▸ PASSAGE SHOWN

=====

As you'll see at the bottom of this post, the team have been busy responding to media enquiries about our 2021 edition of Ratepayers' Report – our council league tables. Meanwhile, our campaigns against the planned car tax and the $685 million bike bridge are still going strong.

But there are plenty of other issues facing taxpayers (and no shortage of work to do!):

Government entities are now asking contractors to prove they're Māori

Defence Force

Midge Holdings is a small business owner in Christchurch. She's contracted by the Defence Force to provide them with special makeup effects and fake blood for their training.

However, she's now received a letter from the Defence Force asking her to prove her business is 'Māori owned'. It's not, and that could mean she loses the contract under new procurement rules coming into effect.

Here's what we told the media:

The Taxpayers’ Union were the first to raise the alarm over 'indigenous procurement' policies back in 2019, when we found the idea buried deep in a Cabinet paper. Now that the policy has been rammed through without consultation, we're seeing the ugly results.

We should welcome government entities reviewing contracts to maximise value, but that's not what's happening here. A government entity is threatening a specialist contractor's livelihood on the basis of her race. It's almost unbelievable that this could happen in 2021 in a developed country.

Chopping off best-placed contractors for the sake of political correctness will result in second-best contractors providing less value for the taxpayer.

New Zealanders shouldn't be forced to lie about their family background, or to pay genealogists and consultants to verify their Māori credentials, in order to offer services to the Government. The key consideration – in fact, the only consideration – in Government procurement should be value for the taxpayer.

Mental health: Where did the $1.9 billion go?


Remember the "Wellbeing Budget"? In 2019, Jacinda Ardern made a huge splash in international media with her $1.9 billion investment announcement in mental health.

=====

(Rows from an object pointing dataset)
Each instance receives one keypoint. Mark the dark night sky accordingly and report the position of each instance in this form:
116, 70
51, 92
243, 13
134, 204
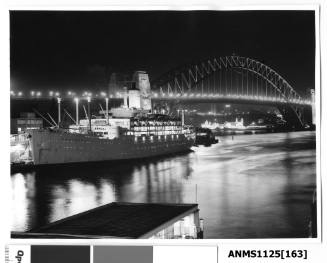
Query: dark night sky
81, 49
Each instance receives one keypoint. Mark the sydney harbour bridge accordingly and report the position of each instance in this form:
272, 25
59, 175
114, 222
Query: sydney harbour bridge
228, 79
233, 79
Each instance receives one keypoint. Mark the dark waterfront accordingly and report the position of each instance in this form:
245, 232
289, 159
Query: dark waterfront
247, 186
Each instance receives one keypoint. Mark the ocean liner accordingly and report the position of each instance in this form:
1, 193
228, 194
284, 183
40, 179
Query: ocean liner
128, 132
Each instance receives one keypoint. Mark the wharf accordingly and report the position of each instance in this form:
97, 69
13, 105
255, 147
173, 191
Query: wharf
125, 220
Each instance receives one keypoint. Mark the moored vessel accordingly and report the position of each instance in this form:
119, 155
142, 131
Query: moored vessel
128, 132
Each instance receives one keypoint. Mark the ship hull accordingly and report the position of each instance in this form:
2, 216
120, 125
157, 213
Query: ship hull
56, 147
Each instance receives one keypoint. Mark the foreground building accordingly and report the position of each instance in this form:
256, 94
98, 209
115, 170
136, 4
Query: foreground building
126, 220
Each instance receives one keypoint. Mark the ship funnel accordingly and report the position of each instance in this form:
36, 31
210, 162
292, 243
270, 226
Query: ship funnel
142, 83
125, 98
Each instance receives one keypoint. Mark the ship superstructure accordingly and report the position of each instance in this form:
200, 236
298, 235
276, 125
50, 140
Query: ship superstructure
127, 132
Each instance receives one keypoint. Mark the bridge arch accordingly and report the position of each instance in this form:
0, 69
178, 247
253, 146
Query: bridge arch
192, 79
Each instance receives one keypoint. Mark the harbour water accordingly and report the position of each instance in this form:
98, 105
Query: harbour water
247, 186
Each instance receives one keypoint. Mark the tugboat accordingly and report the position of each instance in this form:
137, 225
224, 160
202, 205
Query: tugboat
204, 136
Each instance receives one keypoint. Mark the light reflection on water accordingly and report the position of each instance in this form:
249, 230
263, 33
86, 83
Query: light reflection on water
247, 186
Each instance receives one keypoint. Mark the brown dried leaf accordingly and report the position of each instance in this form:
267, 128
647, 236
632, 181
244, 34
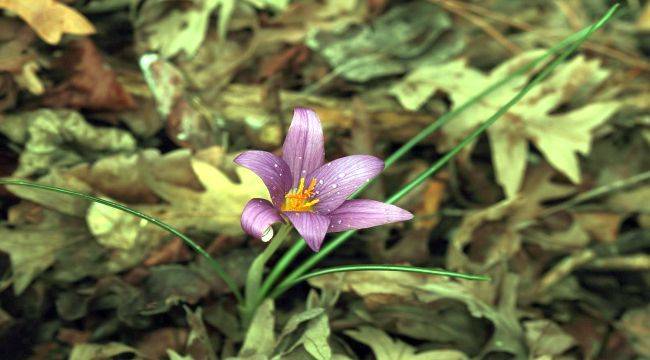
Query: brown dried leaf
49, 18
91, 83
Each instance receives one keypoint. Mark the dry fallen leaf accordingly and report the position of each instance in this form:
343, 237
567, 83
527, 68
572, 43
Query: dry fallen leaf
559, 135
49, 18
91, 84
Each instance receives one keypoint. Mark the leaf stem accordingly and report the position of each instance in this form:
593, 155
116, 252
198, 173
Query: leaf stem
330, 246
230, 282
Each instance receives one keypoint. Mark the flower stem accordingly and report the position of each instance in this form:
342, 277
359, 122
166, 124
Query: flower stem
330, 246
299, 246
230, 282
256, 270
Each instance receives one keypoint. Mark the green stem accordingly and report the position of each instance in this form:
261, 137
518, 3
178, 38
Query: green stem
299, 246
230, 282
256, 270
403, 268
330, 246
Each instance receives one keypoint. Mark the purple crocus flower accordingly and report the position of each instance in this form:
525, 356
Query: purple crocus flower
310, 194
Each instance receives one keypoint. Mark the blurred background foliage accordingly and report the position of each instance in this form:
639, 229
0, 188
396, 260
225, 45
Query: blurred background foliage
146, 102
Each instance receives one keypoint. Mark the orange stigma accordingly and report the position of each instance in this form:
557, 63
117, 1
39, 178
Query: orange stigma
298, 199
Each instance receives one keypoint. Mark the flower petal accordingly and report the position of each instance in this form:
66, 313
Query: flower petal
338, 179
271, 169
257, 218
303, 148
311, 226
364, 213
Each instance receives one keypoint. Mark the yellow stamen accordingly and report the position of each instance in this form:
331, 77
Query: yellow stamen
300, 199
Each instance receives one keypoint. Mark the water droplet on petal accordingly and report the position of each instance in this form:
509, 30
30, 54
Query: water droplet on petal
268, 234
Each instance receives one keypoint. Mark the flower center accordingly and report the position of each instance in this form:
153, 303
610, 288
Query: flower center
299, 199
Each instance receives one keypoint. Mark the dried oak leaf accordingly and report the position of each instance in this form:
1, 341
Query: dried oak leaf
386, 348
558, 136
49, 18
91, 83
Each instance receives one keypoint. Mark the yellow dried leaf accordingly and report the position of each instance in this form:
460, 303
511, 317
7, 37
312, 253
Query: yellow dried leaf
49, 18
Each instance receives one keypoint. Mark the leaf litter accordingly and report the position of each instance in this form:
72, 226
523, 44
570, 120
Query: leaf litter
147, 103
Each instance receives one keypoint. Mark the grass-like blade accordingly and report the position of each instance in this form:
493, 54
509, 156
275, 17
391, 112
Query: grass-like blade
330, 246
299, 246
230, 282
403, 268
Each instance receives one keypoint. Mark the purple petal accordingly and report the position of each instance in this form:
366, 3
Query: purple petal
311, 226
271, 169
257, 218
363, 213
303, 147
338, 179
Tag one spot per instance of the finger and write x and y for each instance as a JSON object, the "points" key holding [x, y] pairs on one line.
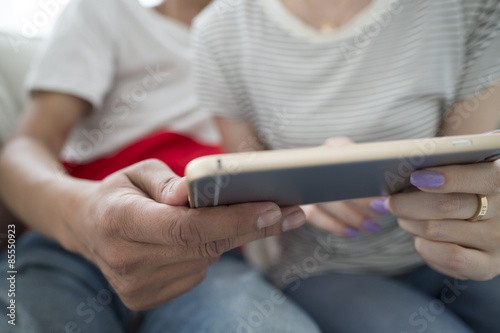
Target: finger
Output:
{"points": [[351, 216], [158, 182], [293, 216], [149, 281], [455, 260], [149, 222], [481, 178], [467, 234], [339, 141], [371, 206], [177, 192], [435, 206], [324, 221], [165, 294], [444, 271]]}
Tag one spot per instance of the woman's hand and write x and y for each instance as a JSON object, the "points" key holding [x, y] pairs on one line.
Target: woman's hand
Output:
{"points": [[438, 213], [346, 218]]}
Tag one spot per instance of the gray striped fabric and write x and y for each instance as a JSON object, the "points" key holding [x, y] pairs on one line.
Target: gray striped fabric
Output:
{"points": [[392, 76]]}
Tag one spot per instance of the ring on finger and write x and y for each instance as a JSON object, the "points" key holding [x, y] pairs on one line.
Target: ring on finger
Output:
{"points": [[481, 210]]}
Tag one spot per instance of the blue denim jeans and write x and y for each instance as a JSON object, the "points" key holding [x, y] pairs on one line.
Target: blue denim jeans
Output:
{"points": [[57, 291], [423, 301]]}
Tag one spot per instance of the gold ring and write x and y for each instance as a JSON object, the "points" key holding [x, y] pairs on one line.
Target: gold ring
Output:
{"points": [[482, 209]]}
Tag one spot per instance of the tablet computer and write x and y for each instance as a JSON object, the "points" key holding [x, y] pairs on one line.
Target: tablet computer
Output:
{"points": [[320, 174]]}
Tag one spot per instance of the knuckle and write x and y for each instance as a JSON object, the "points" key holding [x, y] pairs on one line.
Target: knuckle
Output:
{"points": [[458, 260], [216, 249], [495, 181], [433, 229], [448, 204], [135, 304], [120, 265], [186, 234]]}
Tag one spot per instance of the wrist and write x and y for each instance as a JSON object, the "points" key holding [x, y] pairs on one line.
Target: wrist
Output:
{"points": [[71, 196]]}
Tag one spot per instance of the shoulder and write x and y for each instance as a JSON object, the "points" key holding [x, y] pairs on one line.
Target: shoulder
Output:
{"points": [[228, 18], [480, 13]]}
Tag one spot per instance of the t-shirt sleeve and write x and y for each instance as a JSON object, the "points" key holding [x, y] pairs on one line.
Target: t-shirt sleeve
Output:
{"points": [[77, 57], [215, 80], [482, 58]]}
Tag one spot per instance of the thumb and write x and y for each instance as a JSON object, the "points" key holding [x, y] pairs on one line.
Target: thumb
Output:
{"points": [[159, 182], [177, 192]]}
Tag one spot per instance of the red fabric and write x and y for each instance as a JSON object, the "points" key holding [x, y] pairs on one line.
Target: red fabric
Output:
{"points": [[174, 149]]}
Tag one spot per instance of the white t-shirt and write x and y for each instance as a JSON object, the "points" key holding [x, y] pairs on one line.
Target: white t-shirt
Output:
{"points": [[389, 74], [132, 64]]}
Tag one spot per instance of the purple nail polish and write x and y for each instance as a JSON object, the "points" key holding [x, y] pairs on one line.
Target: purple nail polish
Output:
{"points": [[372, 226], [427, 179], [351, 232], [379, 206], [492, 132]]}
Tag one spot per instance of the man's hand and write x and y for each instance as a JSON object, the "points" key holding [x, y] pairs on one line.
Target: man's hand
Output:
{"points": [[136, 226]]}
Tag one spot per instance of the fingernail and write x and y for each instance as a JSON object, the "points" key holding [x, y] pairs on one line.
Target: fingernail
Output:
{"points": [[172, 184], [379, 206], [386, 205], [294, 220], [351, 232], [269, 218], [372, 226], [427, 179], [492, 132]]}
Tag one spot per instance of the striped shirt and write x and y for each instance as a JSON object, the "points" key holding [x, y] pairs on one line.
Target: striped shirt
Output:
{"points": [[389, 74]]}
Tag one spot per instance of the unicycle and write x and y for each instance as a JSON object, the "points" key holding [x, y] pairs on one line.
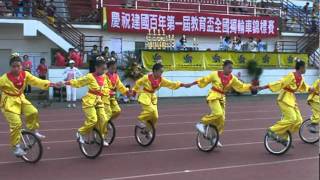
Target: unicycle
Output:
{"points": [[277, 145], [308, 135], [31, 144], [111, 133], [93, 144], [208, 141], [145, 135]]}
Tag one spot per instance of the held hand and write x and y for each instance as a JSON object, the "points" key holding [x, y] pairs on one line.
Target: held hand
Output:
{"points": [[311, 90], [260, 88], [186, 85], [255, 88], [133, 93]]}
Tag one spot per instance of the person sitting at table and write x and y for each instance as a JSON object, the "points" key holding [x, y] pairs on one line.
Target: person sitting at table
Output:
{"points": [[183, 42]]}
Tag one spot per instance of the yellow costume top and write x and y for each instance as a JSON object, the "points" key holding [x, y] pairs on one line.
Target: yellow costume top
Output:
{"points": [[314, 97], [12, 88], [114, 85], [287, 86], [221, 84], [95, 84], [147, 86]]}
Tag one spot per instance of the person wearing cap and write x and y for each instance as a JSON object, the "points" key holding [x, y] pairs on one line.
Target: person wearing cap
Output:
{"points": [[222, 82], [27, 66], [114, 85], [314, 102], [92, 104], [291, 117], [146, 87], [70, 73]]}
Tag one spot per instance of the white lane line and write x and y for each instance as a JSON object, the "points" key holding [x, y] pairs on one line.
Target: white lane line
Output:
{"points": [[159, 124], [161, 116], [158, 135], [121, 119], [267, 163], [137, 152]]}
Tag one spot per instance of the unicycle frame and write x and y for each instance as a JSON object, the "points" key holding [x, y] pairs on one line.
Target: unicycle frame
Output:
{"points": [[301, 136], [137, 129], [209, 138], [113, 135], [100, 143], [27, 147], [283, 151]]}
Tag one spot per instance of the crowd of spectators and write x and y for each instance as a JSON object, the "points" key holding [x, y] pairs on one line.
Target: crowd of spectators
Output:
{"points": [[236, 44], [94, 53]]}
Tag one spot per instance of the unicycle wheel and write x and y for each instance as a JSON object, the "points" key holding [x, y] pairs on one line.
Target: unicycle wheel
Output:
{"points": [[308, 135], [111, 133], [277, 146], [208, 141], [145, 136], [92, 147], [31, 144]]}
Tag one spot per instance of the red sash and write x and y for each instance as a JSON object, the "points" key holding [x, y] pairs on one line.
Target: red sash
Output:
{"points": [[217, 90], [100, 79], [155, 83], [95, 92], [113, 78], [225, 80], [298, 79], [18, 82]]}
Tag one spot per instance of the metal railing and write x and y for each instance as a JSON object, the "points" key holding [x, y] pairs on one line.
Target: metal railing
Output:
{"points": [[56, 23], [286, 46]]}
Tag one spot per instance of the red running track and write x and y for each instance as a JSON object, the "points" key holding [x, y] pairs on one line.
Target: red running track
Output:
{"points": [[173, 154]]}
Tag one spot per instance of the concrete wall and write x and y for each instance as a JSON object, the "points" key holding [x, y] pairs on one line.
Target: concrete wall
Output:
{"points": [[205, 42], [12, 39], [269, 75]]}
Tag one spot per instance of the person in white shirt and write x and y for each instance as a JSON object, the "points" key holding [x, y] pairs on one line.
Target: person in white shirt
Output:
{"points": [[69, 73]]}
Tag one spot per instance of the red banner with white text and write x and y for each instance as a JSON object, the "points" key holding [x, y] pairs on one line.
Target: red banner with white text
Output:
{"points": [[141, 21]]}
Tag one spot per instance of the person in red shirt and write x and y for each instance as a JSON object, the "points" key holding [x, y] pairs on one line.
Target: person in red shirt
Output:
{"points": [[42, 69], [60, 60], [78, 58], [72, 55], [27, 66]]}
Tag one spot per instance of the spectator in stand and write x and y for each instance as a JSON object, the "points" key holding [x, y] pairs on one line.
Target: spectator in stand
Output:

=====

▸ STATED EXERCISE 1
Transcribe word for word the portion of the taxpayer newsletter that runs from "We should welcome" to "a developed country.".
▸ STATED EXERCISE 2
Report how many lines of the records contain the string "background", treating uppercase and lowercase as different. Give only the number.

▸ EXERCISE SOLUTION 1
We should welcome government entities reviewing contracts to maximise value, but that's not what's happening here. A government entity is threatening a specialist contractor's livelihood on the basis of her race. It's almost unbelievable that this could happen in 2021 in a developed country.

▸ EXERCISE SOLUTION 2
2